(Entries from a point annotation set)

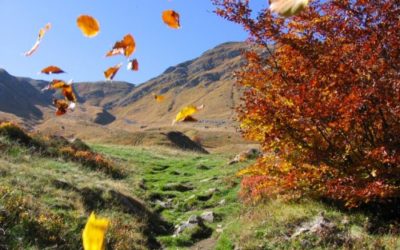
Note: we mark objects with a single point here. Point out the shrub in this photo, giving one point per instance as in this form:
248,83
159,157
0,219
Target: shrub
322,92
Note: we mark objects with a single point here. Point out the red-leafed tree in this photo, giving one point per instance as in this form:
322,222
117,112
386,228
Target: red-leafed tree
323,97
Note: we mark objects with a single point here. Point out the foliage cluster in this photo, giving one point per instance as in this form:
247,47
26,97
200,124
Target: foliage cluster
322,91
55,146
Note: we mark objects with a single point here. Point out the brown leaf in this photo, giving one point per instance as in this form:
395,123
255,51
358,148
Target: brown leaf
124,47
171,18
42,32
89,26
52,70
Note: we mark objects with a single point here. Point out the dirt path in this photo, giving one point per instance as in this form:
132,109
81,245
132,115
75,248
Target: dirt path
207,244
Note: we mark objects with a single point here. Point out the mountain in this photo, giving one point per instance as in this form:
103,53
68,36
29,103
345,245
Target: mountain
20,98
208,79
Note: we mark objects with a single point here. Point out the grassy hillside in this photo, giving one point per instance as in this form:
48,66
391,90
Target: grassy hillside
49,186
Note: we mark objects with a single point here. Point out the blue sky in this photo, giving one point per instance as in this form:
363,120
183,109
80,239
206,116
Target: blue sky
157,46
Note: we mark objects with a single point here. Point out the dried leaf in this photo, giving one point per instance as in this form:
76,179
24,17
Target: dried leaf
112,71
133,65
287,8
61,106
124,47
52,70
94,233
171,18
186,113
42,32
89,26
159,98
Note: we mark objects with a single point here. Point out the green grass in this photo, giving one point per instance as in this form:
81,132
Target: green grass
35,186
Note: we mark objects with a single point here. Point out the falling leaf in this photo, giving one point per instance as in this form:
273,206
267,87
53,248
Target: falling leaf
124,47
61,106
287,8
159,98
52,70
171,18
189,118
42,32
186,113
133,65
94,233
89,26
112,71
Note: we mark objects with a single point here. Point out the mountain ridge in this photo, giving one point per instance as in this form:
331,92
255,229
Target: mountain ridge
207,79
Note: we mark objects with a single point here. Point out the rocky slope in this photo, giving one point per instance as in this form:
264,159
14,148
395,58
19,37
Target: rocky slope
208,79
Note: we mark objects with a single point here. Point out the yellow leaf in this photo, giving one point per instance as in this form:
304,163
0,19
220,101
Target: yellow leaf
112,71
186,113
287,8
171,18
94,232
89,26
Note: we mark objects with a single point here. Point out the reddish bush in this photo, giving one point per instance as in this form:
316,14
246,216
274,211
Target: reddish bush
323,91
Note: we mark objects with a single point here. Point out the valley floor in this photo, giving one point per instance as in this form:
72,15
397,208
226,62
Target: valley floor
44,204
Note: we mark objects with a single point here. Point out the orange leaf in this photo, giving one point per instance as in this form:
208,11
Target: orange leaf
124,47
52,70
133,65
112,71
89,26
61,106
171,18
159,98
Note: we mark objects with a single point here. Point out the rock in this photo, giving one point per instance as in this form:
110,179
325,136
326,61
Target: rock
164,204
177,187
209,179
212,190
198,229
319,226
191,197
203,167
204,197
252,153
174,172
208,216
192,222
...
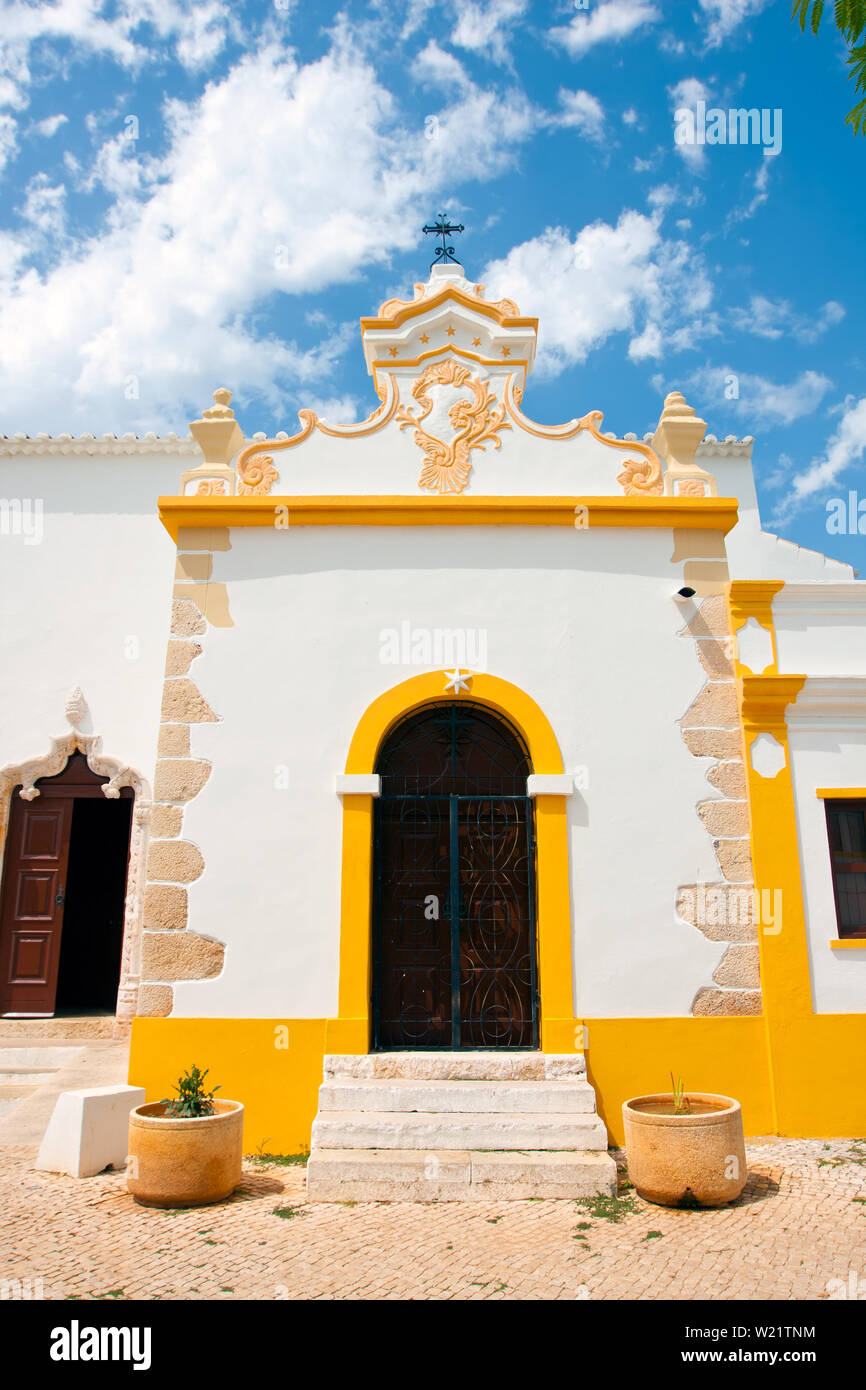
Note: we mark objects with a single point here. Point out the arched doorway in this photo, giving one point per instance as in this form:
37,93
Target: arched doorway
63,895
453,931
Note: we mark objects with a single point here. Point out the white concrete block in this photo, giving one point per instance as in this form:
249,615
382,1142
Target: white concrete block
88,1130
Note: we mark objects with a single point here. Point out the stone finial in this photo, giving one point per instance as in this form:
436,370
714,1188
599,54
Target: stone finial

**WHAT YOU NEED TO DO**
Pick out each line in the data above that contains the word "green" and copy those lines.

**IN RESPONSE**
Note: we mark objects with a single point here. Point out the green grass in this photo, giving one point per instance as in this form:
Target: green grass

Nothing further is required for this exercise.